### [Task]
In the passage below about Buchanan, which two schools are said to have not been in the business of turning people into effective WASPs?

### [Document text]
----

IMHO, what Buchanan is complaining about is this: Harvard and Columbia could and did turn people like Wouk and Tobin into effective WASPs by teaching them to turn down the accent and soft-pedal the Blarney and the Yiddishkeit. Middle Tennessee State Teachers College and the University of Tennessee were not in that business at all.

Now after spending World War II out in Hawaii on Admiral Spruance's staff and marrying Anne Bakke, a Norwegian-American nurse and then getting your Ph.D. in 1948 at the University of Chicago—after that you don't have to identify as a southerner, a governor's grandson, from a family whose land had been "ruined" by the Civil War (actually, land is hard to ruin: livestock, buildings, orchards, and most of all slaves can no longer be yours afterwards, but the lady is still there); you could identify as whitish-bread American meritocrat—like Wouk and Tobin—who happened to have been born in the shallow south. I don't know whether he thought that would have been a theft of his identity, or whether he would have taken that road if his first jobs had been in Vermont and Wisconsin rather than Florida and Virginia.

----

### [Supplied data]
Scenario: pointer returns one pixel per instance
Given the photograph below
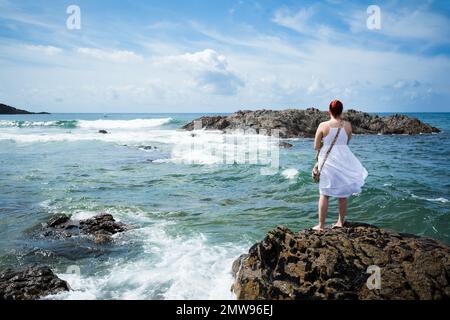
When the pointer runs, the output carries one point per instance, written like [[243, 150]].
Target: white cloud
[[210, 71], [110, 55], [46, 50]]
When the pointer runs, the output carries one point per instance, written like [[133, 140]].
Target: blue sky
[[221, 56]]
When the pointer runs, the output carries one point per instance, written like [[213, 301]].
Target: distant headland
[[5, 109], [297, 123]]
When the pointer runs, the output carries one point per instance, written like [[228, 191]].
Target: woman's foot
[[338, 224], [318, 228]]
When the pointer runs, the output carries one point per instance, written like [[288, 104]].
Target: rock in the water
[[285, 145], [30, 284], [57, 220], [101, 224], [293, 123], [102, 227], [333, 265]]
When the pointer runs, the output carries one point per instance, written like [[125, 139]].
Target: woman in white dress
[[342, 174]]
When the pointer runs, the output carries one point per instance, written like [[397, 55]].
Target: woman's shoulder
[[324, 124]]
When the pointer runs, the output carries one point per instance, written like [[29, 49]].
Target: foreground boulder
[[30, 284], [101, 227], [333, 265], [295, 123]]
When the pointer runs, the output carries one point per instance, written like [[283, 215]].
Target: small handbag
[[315, 174]]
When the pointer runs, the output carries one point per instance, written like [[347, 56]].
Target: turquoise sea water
[[191, 220]]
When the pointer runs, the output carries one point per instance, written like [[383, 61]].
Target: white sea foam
[[90, 124], [170, 267], [198, 147], [123, 124], [18, 123], [290, 173], [440, 199]]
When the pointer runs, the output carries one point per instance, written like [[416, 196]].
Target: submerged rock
[[293, 123], [285, 145], [29, 284], [102, 227], [333, 265]]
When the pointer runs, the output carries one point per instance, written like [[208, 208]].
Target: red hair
[[336, 108]]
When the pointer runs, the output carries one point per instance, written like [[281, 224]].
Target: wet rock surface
[[101, 227], [333, 265], [29, 284], [294, 123]]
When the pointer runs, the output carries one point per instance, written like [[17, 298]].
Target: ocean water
[[192, 213]]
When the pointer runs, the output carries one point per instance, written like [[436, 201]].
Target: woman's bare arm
[[349, 131], [318, 140]]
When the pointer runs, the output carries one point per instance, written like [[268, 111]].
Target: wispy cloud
[[110, 55], [279, 56], [46, 50]]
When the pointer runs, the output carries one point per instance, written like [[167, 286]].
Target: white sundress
[[342, 174]]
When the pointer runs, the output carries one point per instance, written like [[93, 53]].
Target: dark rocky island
[[100, 227], [296, 123], [333, 265], [38, 280], [30, 284], [5, 109]]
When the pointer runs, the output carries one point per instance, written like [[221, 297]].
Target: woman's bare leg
[[323, 209], [342, 212]]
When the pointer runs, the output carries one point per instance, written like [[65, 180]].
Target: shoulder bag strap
[[331, 147]]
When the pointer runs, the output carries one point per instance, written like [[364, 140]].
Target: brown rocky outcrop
[[295, 123], [333, 265]]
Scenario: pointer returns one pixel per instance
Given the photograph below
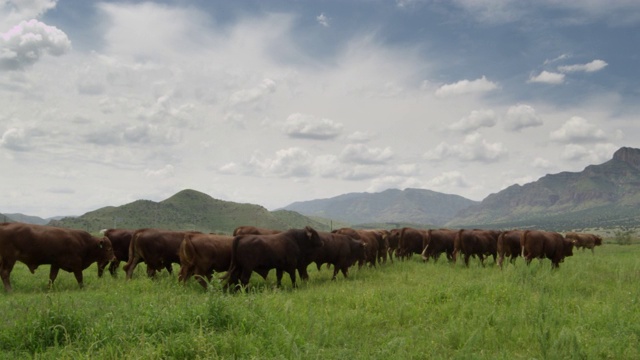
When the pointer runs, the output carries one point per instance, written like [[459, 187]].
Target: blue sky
[[271, 102]]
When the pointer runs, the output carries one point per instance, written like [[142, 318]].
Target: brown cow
[[120, 240], [202, 254], [509, 245], [585, 240], [252, 230], [261, 253], [475, 242], [438, 241], [158, 248], [540, 244], [370, 238], [34, 245], [393, 238], [411, 242], [341, 251]]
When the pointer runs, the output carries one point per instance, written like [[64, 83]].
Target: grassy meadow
[[588, 309]]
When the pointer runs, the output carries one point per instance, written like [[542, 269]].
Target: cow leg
[[113, 267], [279, 274], [78, 275], [53, 274], [5, 271]]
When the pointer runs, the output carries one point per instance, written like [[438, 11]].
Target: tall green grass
[[587, 309]]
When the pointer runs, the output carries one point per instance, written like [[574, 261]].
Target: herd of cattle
[[251, 249]]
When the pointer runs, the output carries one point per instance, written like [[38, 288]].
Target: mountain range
[[604, 195]]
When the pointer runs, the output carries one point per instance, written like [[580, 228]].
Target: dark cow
[[120, 240], [393, 238], [370, 238], [252, 230], [438, 241], [584, 240], [202, 254], [540, 244], [35, 245], [509, 245], [158, 248], [341, 251], [475, 242], [261, 253], [411, 242]]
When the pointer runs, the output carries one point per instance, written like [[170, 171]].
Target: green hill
[[187, 210]]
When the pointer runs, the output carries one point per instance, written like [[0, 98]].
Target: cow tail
[[134, 239], [523, 240], [232, 264], [187, 252]]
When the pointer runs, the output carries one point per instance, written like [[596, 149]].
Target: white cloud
[[462, 87], [547, 77], [290, 162], [474, 121], [595, 154], [308, 127], [24, 44], [473, 148], [578, 130], [15, 139], [521, 116], [360, 153], [595, 65], [323, 20]]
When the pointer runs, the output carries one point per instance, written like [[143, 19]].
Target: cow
[[585, 240], [120, 240], [202, 254], [252, 230], [393, 238], [370, 238], [509, 245], [411, 242], [261, 253], [34, 245], [540, 244], [475, 242], [438, 241], [341, 251], [158, 248]]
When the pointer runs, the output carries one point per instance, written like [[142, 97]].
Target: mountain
[[416, 206], [187, 210], [601, 195]]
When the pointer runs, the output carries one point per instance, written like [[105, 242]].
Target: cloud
[[323, 20], [290, 162], [473, 148], [253, 95], [595, 65], [547, 77], [578, 130], [24, 44], [448, 180], [360, 153], [521, 116], [462, 87], [308, 127], [591, 154], [15, 139], [474, 121]]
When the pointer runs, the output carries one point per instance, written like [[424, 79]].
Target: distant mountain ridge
[[188, 210], [604, 194], [418, 206]]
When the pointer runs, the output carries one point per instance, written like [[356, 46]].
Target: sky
[[271, 102]]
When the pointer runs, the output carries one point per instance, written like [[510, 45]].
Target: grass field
[[588, 309]]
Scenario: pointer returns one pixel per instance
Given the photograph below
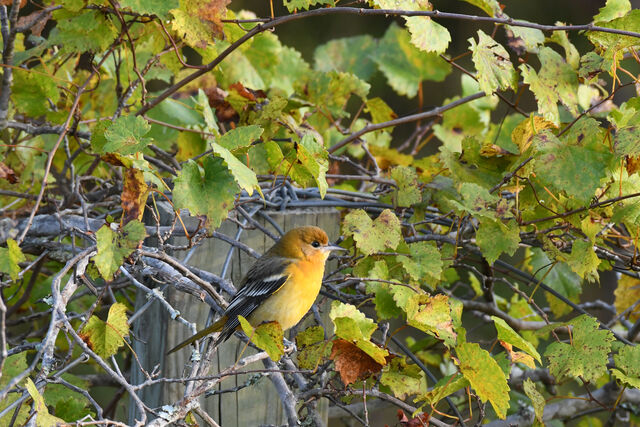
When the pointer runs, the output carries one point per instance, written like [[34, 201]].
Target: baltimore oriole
[[281, 286]]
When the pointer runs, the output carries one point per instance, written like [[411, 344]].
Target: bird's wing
[[264, 278]]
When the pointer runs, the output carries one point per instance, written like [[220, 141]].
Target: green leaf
[[210, 193], [352, 325], [571, 53], [495, 70], [427, 34], [403, 380], [313, 157], [495, 238], [490, 7], [379, 110], [202, 106], [292, 5], [244, 176], [106, 338], [160, 8], [586, 354], [613, 9], [369, 267], [91, 31], [267, 336], [44, 418], [627, 141], [610, 44], [114, 247], [330, 91], [347, 55], [405, 66], [531, 37], [408, 192], [10, 257], [373, 236], [443, 388], [484, 375], [312, 347], [189, 23], [240, 137], [126, 135], [560, 278], [575, 165], [556, 81], [537, 399], [424, 262], [34, 92], [583, 260], [508, 335], [69, 404], [435, 315], [628, 363]]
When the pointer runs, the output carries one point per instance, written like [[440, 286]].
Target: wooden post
[[256, 404]]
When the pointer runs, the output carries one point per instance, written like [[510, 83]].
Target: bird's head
[[304, 243]]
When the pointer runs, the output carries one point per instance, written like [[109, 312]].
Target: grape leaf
[[105, 338], [537, 399], [628, 366], [477, 366], [586, 354], [349, 55], [160, 8], [507, 334], [373, 236], [613, 9], [403, 379], [43, 417], [495, 70], [312, 347], [126, 135], [352, 325], [113, 247], [267, 336], [583, 260], [211, 194], [495, 238], [405, 66], [10, 258], [408, 192], [424, 261]]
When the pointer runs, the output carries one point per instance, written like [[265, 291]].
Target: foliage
[[130, 125]]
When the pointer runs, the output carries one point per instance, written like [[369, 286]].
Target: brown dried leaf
[[419, 421], [27, 21], [213, 12], [7, 173], [10, 2], [134, 195], [352, 363]]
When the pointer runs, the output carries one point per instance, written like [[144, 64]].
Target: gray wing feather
[[255, 289]]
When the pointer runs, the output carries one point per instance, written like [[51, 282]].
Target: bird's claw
[[289, 346]]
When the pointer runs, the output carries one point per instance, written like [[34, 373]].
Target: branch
[[9, 33], [568, 408], [489, 308], [407, 119]]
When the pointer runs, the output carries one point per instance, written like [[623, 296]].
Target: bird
[[280, 286]]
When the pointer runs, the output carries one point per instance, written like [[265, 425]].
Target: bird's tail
[[216, 327]]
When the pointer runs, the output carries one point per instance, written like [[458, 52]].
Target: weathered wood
[[258, 404]]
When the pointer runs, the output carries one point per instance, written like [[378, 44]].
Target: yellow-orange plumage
[[281, 286]]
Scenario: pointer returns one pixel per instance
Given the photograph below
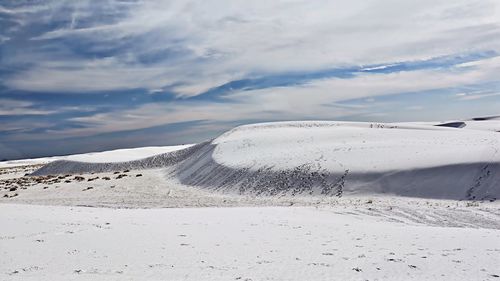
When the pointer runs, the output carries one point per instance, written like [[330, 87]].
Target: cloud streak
[[95, 67]]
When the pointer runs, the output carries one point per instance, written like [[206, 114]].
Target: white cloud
[[231, 40]]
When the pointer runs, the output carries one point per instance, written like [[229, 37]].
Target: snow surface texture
[[332, 159], [273, 243], [117, 155]]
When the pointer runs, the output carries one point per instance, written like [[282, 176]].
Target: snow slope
[[117, 155], [333, 159]]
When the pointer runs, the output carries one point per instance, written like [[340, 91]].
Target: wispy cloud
[[83, 68]]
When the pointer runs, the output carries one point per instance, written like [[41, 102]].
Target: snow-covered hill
[[333, 159]]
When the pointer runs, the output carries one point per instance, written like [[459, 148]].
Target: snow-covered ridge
[[332, 159], [117, 155]]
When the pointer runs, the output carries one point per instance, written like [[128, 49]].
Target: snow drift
[[331, 159]]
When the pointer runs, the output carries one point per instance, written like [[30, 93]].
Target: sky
[[81, 76]]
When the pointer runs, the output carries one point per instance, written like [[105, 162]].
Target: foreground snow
[[293, 243], [341, 183]]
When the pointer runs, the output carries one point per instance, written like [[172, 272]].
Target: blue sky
[[79, 76]]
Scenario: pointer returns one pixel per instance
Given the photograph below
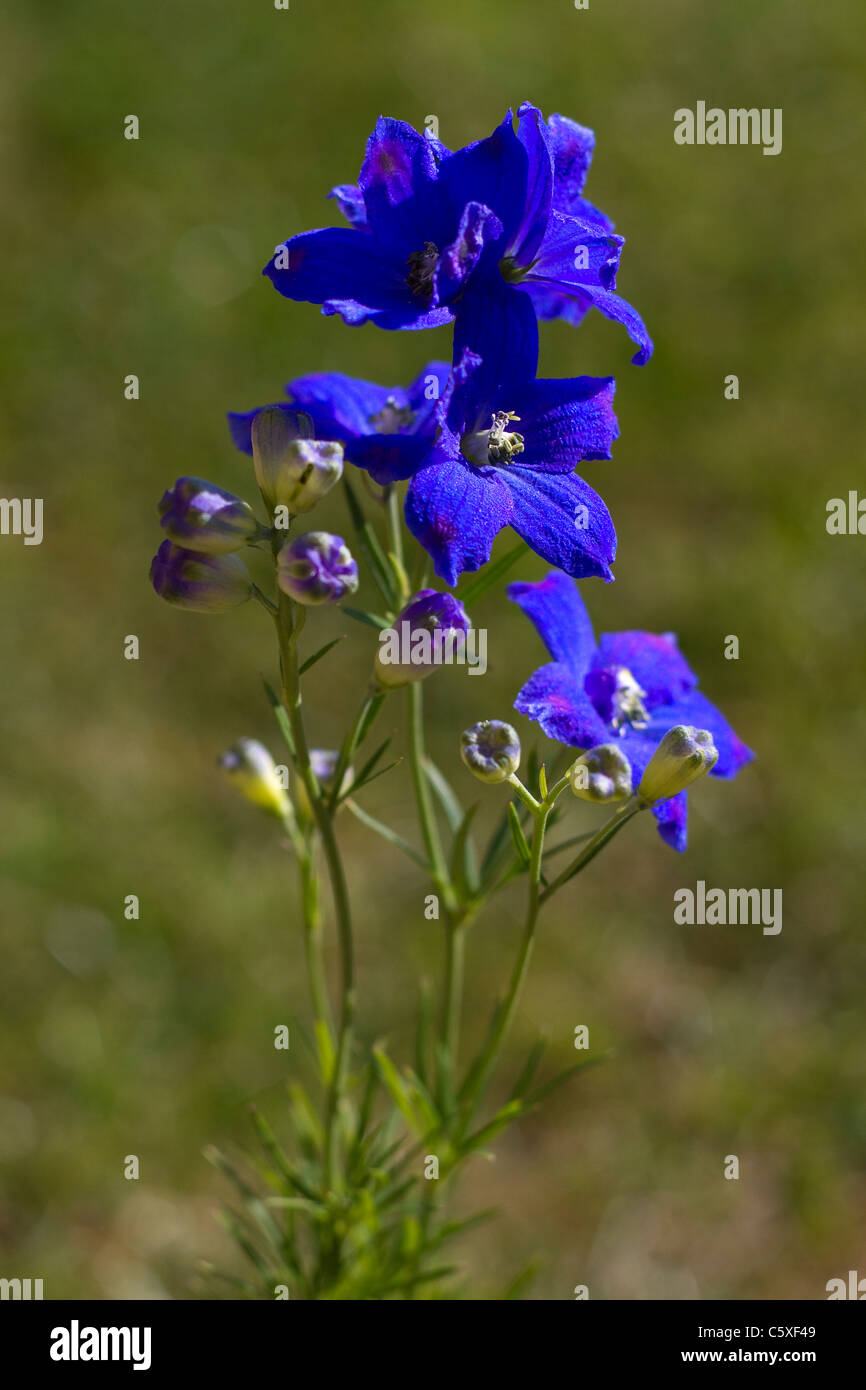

----

### [Answer in full]
Middle Tennessee State Teachers College and the University of Tennessee.